*WHAT YOU HAVE TO DO*. Output the material beneath exactly, leaving nothing out.

*** DATA IN THIS EXERCISE

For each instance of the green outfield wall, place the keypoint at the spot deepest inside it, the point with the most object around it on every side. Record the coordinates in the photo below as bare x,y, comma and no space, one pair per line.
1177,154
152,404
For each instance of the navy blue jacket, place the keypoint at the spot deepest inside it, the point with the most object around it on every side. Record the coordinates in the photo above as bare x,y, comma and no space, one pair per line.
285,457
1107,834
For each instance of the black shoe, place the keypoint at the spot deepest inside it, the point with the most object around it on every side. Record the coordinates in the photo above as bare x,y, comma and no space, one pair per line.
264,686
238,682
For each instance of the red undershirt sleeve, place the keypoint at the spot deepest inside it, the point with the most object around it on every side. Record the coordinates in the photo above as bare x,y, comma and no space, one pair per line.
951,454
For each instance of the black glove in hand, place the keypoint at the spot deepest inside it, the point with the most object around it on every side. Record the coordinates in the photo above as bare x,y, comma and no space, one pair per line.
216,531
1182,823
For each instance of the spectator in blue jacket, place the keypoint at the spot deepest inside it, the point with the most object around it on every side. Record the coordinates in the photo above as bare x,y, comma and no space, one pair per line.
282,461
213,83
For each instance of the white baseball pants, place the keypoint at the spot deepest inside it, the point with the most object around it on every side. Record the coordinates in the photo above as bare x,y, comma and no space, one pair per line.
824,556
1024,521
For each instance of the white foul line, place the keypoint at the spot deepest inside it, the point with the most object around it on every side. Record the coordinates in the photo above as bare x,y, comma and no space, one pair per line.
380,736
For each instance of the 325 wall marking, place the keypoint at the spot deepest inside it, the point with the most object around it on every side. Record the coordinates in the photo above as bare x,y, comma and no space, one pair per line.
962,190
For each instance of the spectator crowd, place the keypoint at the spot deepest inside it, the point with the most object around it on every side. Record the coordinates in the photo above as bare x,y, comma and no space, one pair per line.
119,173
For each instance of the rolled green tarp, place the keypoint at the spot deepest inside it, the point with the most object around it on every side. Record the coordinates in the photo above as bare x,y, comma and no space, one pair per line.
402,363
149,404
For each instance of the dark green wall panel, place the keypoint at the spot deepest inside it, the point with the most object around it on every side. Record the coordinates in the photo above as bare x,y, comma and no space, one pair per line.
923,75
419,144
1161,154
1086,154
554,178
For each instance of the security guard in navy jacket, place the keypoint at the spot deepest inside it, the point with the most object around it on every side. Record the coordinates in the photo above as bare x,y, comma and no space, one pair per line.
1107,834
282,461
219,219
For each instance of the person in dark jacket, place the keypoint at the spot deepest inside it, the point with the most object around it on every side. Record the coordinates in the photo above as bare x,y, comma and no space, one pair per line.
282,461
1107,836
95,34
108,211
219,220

******

*RESPONSE TO THE EXERCISE*.
For each instance of the green outfield wall, place the keypoint at the spot deepest inside it, the point with the most object around it on every side. Record the coordinates in the photo below as bare x,y, comma and no space, one pair per line.
1177,154
152,404
For each instance of the navy blue jacket, place the keypoint at the spot deepest inside it, the point with the most object around it on every side. Record the coordinates in the photo above as bare x,y, comma and no space, one pair per line.
285,457
1107,834
For each instance of the black shoe, place the keypoint at the spot deepest inside it, the point with the most object around it on every side. Record the coordinates in the photo above as bare x,y, comma and no space, one pair per line.
264,686
238,682
For each instance of the red undershirt sleeve, place the keypoint at the spot deepest inside it, the point with the most object around it on every side. Record the coordinates in the photo above as bare x,y, comma and no space, one pair per line.
951,454
For each instance of the black glove in hand, place the keypoint at the spot deepest inside it, the point with the most object around it on every side. Record the coordinates in the photo above as bare x,y, comma and no space, one pair per line.
216,531
1182,823
For each instance of the spectator in blue jacket, place the keypoint at the spot deepest inside it, the point with the most object around it on every side. Record the coordinates in the photo above as bare x,y, comma and no space, one pair per line.
282,461
213,83
For each instance of the white baseball pants, place the keypoint at the spot deepest inside it, the point with the most object around it on every side. Record the coordinates in the photo above as bare x,y, comma and no space, one pair per line.
824,556
1024,521
For each instance of the white foul line, place the keypoint at the spot deepest inside it, the point with the most object around it on every side. Record the coordinates in the photo above as bare x,y, comma and no space, one pair per line.
380,736
For each instance of the 325 wall marking, place the keypoint at the spot deepest inside it, the point with the most object around it on every side. Record the coordinates in the photo above as bare x,y, comma and no space, one pair per line.
962,190
For each instance of the spectator crowd, place the keypoint at the spot deepest inside it, the point with the most object around it on every side. Record the coordinates in the photo above as bare x,y, comma and no space, one pair per line.
119,173
For each instance of the rolled green tarp, place the keypoint at the spot deepest inside it, the point with the most object around it on every side. Record the coordinates in the photo above as bare x,y, comma and no space, one pair per line.
402,363
149,404
For each instance of the dark green wall panel, place the keypoint at the spot deepest inside it, the point with the most object around it on every side. Record the coordinates in the photo above as bare x,y, comma and no space, one pair per line.
923,75
419,144
1161,154
1086,154
554,178
For each instance of the security guard in navy jacket, place the keypoint at the spot deepest inside it, the point with the most object around it on every side. Record the coordinates in the photo above as bare x,y, comma and no space, one pair per line.
1107,834
282,461
219,219
For each instance of the person in dark jacket, place the keypoint at the spot deepest inside it, the point with the most object around it on every side. Record the coordinates in the photo above as bare x,y, comma and no space, one pair per line.
282,461
1107,836
95,34
108,211
219,220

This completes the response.